** Opening Data extract block **
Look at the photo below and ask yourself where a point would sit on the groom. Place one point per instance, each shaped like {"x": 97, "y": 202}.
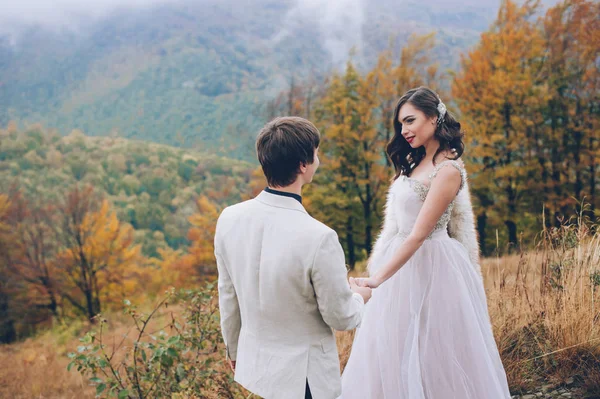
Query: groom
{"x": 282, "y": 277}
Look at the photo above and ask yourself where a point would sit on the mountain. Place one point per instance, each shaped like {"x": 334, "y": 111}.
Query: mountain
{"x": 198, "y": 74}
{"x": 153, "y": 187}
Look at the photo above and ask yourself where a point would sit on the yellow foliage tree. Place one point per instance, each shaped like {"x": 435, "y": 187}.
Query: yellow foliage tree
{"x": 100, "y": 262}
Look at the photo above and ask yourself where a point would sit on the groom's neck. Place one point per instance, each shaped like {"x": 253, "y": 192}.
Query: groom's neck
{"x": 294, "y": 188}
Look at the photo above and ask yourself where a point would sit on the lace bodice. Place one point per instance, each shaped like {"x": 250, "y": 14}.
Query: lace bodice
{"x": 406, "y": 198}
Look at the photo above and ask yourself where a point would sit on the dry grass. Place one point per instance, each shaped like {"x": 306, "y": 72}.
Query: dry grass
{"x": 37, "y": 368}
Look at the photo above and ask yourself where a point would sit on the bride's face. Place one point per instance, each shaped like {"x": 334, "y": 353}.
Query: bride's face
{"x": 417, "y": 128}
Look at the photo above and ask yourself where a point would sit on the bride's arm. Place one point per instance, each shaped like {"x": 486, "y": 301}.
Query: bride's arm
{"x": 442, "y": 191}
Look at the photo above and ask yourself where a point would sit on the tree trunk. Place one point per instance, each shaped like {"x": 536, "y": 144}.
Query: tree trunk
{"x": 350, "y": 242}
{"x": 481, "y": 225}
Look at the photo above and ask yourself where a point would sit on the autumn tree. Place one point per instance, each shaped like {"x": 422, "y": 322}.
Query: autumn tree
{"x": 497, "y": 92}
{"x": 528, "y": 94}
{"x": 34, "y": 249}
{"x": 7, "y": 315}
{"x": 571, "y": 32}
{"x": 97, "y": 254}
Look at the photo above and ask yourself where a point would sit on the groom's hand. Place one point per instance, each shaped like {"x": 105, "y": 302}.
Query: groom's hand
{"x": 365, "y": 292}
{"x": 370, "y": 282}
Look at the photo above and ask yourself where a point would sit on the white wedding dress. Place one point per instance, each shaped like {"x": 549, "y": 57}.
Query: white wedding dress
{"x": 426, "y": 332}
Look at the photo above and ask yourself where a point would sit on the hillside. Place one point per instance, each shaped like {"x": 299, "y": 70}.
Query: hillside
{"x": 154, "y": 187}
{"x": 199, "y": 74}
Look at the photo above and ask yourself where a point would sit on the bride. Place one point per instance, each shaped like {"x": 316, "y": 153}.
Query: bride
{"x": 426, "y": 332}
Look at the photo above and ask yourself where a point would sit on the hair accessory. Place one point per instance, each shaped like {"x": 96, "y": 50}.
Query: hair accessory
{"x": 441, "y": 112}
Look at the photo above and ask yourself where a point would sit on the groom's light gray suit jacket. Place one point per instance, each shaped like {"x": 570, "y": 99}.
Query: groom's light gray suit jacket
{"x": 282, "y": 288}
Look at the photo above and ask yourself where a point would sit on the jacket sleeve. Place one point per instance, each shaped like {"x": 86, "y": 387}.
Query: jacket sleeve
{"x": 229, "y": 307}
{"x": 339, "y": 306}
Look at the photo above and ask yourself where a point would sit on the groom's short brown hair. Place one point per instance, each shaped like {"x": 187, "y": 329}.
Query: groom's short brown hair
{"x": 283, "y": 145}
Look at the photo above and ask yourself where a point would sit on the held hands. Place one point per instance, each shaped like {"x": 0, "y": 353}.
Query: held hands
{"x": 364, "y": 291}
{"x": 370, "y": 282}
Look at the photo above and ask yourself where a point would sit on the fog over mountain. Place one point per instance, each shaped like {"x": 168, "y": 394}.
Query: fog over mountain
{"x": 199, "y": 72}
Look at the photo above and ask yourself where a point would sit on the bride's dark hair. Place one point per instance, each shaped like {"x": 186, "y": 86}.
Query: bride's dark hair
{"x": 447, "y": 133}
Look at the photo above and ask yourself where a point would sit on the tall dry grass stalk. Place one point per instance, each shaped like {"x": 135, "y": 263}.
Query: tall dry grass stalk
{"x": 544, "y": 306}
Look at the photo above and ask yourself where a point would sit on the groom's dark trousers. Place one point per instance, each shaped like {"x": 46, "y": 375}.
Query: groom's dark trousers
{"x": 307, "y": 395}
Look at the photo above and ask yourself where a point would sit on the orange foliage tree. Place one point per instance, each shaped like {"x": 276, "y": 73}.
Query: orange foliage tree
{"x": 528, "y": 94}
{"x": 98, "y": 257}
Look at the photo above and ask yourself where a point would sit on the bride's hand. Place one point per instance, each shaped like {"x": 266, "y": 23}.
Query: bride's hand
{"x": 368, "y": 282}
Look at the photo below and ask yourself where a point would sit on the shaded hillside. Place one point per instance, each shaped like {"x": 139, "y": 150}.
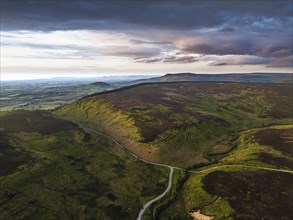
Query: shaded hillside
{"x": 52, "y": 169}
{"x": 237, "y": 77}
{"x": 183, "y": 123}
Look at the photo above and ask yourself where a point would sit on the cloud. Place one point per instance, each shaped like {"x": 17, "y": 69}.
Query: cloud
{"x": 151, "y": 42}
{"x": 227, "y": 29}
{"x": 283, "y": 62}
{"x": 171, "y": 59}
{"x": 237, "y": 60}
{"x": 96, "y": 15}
** Closing Data extract block **
• Task to carry out:
Report, for the data above, every line in which the string "below" appears.

• Solution to the exercise:
Look at the photo below and ask yourself where a point would sit on the groom. Place one point per instance, each shaped like {"x": 97, "y": 202}.
Look at the photo below and ask yourself where a point would sit on the shaded hillside. Place one point per instance, each shaped like {"x": 139, "y": 150}.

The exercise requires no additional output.